◆ Work item: Every record, from the first line to the last, needs to be given again exactly.

◆ Record excerpts:
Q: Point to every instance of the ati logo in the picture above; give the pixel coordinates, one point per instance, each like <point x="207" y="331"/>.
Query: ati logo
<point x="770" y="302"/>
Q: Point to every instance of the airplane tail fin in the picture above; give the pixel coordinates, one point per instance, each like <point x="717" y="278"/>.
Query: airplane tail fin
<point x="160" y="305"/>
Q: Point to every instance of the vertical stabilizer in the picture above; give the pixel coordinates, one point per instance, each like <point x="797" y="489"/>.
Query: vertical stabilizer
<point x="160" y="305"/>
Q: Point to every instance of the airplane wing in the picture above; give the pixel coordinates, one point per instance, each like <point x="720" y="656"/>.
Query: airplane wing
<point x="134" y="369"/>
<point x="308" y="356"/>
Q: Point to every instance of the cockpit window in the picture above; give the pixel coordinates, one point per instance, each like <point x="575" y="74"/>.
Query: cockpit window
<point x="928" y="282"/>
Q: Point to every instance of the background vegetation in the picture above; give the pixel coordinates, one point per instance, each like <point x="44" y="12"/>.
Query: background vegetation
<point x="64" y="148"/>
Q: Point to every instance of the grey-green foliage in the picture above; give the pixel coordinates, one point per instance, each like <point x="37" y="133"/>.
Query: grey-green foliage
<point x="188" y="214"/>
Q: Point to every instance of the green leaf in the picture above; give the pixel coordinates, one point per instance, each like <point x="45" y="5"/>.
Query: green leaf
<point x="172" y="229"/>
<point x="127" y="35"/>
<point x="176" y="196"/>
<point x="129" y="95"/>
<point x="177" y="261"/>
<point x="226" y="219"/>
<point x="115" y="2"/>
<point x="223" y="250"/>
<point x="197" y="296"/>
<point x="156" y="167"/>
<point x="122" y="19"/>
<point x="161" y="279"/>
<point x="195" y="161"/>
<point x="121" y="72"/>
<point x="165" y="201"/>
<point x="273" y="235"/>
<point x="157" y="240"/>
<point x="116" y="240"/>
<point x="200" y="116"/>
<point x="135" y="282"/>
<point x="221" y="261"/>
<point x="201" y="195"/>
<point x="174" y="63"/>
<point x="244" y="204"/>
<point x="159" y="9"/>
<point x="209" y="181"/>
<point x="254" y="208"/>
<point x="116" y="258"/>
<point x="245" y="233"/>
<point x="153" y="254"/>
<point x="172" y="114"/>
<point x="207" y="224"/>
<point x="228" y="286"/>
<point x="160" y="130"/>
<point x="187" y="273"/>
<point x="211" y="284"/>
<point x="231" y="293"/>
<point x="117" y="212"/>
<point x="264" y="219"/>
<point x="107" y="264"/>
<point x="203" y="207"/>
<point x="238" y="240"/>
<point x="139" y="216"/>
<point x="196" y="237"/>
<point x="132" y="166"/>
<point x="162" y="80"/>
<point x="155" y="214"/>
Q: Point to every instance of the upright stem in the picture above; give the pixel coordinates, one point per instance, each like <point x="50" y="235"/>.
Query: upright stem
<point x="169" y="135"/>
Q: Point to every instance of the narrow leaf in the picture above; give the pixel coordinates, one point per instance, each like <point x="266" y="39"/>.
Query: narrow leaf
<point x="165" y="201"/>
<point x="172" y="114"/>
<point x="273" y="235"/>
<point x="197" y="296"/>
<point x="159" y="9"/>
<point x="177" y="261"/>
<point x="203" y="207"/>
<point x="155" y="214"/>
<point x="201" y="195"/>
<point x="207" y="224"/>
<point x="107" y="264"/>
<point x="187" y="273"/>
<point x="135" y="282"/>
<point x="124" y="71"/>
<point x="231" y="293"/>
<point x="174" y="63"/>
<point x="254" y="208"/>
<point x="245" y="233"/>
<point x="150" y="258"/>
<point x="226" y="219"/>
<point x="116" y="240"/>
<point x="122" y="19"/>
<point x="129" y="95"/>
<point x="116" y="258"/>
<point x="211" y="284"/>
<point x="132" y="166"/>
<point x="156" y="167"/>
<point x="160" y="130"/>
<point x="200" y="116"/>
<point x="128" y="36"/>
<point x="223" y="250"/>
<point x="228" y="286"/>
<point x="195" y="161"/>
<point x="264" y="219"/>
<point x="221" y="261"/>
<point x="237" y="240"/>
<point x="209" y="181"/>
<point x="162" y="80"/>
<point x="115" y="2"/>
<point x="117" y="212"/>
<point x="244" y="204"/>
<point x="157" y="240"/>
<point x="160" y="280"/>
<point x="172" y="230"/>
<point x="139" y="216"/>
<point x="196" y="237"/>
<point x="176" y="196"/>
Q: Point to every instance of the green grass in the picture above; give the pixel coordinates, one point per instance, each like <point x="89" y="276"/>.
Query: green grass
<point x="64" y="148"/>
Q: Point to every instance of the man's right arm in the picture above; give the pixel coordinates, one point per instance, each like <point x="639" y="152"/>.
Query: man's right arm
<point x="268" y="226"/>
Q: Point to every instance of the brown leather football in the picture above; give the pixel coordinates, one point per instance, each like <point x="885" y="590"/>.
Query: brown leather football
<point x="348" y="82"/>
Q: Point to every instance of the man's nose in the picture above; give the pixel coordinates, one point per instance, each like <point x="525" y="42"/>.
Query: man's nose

◆ Answer box:
Q: Point to every instance of the ati logo in the picture above; give the pixel coordinates, one point per instance, each like <point x="207" y="331"/>.
Query: ati logo
<point x="770" y="302"/>
Q: Point to every instance of the airplane tail fin in the picture above; give the pixel coordinates, one point per instance, each like <point x="717" y="278"/>.
Query: airplane tail fin
<point x="160" y="305"/>
Q: Point to every instance of the vertical stabilizer in the picture above; give the pixel coordinates, one point per instance, each like <point x="797" y="489"/>.
Query: vertical stabilizer
<point x="160" y="305"/>
Q: Point to every instance of the airplane wing in the picture above; give the pixel coordinates, one point per instance, each like <point x="720" y="656"/>.
Query: airplane wing
<point x="134" y="369"/>
<point x="308" y="356"/>
Q: Point to every instance of the cockpit window in the picture above; give the pixel coordinates, one point per instance, each like <point x="575" y="74"/>.
Query: cockpit window
<point x="928" y="282"/>
Q: Point to every instance of the background vegetation in the picture above; give the pixel coordinates, one point per instance, each like <point x="44" y="12"/>.
Query: background vegetation
<point x="64" y="148"/>
Q: Point to every instance of the grey-green foliage in the picture above; give the pixel coordinates, one point per instance, each like <point x="37" y="133"/>.
Query: grey-green foliage
<point x="188" y="214"/>
Q: Point to every instance of the green leaf in the picture above; give the pixel coordinates, one point per instance, each like <point x="45" y="5"/>.
Query: green leaf
<point x="172" y="229"/>
<point x="127" y="35"/>
<point x="176" y="196"/>
<point x="129" y="95"/>
<point x="177" y="261"/>
<point x="226" y="219"/>
<point x="115" y="2"/>
<point x="223" y="250"/>
<point x="197" y="296"/>
<point x="156" y="167"/>
<point x="122" y="19"/>
<point x="161" y="279"/>
<point x="195" y="161"/>
<point x="121" y="72"/>
<point x="165" y="201"/>
<point x="273" y="235"/>
<point x="157" y="240"/>
<point x="116" y="240"/>
<point x="200" y="116"/>
<point x="135" y="282"/>
<point x="221" y="261"/>
<point x="201" y="195"/>
<point x="174" y="63"/>
<point x="244" y="204"/>
<point x="159" y="9"/>
<point x="209" y="181"/>
<point x="254" y="208"/>
<point x="116" y="258"/>
<point x="245" y="233"/>
<point x="153" y="254"/>
<point x="172" y="114"/>
<point x="207" y="224"/>
<point x="228" y="286"/>
<point x="160" y="130"/>
<point x="187" y="273"/>
<point x="211" y="284"/>
<point x="231" y="293"/>
<point x="117" y="212"/>
<point x="264" y="219"/>
<point x="107" y="264"/>
<point x="203" y="207"/>
<point x="238" y="240"/>
<point x="139" y="216"/>
<point x="196" y="237"/>
<point x="132" y="166"/>
<point x="162" y="80"/>
<point x="155" y="214"/>
Q: Point to every instance of the upright stem in the picture above; give the pixel coordinates, one point per instance, each like <point x="50" y="235"/>.
Query: upright stem
<point x="169" y="135"/>
Q: Point to every instance of the narrow leaf in the picture above; give the pixel coordinates, one point per instance, each like <point x="266" y="39"/>.
Query: narrow leaf
<point x="165" y="201"/>
<point x="172" y="114"/>
<point x="273" y="235"/>
<point x="197" y="296"/>
<point x="159" y="9"/>
<point x="177" y="261"/>
<point x="203" y="207"/>
<point x="155" y="214"/>
<point x="201" y="195"/>
<point x="207" y="224"/>
<point x="107" y="264"/>
<point x="187" y="273"/>
<point x="135" y="282"/>
<point x="124" y="71"/>
<point x="231" y="293"/>
<point x="174" y="63"/>
<point x="254" y="208"/>
<point x="245" y="233"/>
<point x="150" y="258"/>
<point x="226" y="219"/>
<point x="116" y="240"/>
<point x="122" y="19"/>
<point x="129" y="95"/>
<point x="116" y="258"/>
<point x="211" y="284"/>
<point x="132" y="166"/>
<point x="156" y="167"/>
<point x="160" y="130"/>
<point x="200" y="116"/>
<point x="128" y="36"/>
<point x="223" y="250"/>
<point x="228" y="286"/>
<point x="195" y="161"/>
<point x="264" y="219"/>
<point x="221" y="261"/>
<point x="237" y="240"/>
<point x="209" y="181"/>
<point x="162" y="80"/>
<point x="115" y="2"/>
<point x="117" y="212"/>
<point x="244" y="204"/>
<point x="157" y="240"/>
<point x="160" y="280"/>
<point x="172" y="230"/>
<point x="139" y="216"/>
<point x="196" y="237"/>
<point x="176" y="196"/>
Q: Point to every instance of the green grass in the picture above; give the pixel coordinates, one point per instance, each like <point x="89" y="276"/>.
Query: green grass
<point x="64" y="148"/>
Q: Point to every instance of the man's right arm in the picture above; give the pixel coordinates, one point per instance, each like <point x="639" y="152"/>.
Query: man's right arm
<point x="268" y="226"/>
Q: Point to every instance of the brown leather football in the picture above; give the pixel coordinates, one point per instance, each like <point x="885" y="590"/>.
Query: brown leather football
<point x="348" y="82"/>
Q: Point to every instance of the man's nose in the picture above; give the pixel coordinates, one point per instance, each like <point x="525" y="42"/>.
Query: man's nose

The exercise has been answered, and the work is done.